Герой нашего времени, или Повесть о настоящем Человеке

Литературный герой сегодня потерял ту высокую ответственность, которая была возложена на него эпохой расцвета русской классики – впрочем, ответственность эту сняла с себя и литература (художественная) вообще. Человек, придвигающий к себе поближе клавиатуру компьютера с целью «набрать текст» новой книжки, далек от Автора с пером в руках, гипнотизирующего свою чернильницу в ожидании Музы или хоть бы Мысли.
Автор лепит своего героя – как и положено! – из того, что оказывается под рукой… Когда-то, согласно древней легенде, точно так же поступил и Господь.
Глиняные люди тем не менее получились хоть куда. Современный герой – тоже.

На самом деле умно было бы начать эту статью с ответа на «основной вопрос»: есть ли у нас литература? Но те, кто следят за современным литературным процессом, и так знают, что есть, а кто не следит – ни за что не поверит, что она есть и похожа на что-то стОящее.
Все же определимся: русская литература не только есть, она переживает период тяжелого, почти невыносимого расцвета. Только что опубликован лонг-лист Букеровской премии 2005 года. Туда вошли двадцать два романа (втрое меньше по сравнению с числом номинированный работ). Кстати, Букер до сих пор является лучшим «индексом» количественной стороны нашей словесности: каждый год на премию выдвигается около семидесяти романов, появившихся в печати в последние 12 месяцев. Туда попадают практически все более-менее похожие на романы «со смыслом» произведения. Значит, средняя «производительность» писательского цеха, относящего себя к «высшей» касте, составляет семьдесят романов в год… Это, конечно, немало.
Вернемся к герою статьи, то есть к герою современной литературы.

ЗАДАНИЯ:
[A] Перепишите из отрывка фрагмент без каких-либо изменений, начиная со слов «Литературный герой сегодня» и заканчивая словами «герой – тоже.».
[B] Сколько романов, согласно отрывку, вошло в лонг-лист Букеровской премии 2005 года?
Листинг здесь никак не используется.

ИСХОДНЫЕ ДАННЫЕ:
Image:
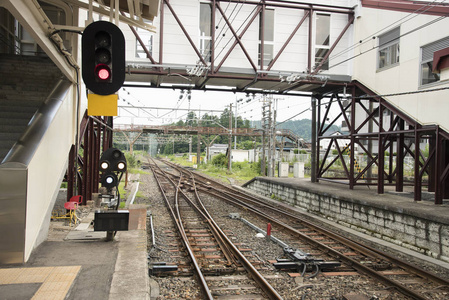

ОТВЕТЫ:
[A]
Литературный герой сегодня потерял ту высокую ответственность, которая была возложена на него эпохой расцвета русской классики – впрочем, ответственность эту сняла с себя и литература (художественная) вообще. Человек, придвигающий к себе поближе клавиатуру компьютера с целью «набрать текст» новой книжки, далек от Автора с пером в руках, гипнотизирующего свою чернильницу в ожидании Музы или хоть бы Мысли.
Автор лепит своего героя – как и положено! – из того, что оказывается под рукой… Когда-то, согласно древней легенде, точно так же поступил и Господь.
Глиняные люди тем не менее получились хоть куда. Современный герой – тоже.

[B] Двадцать два романа.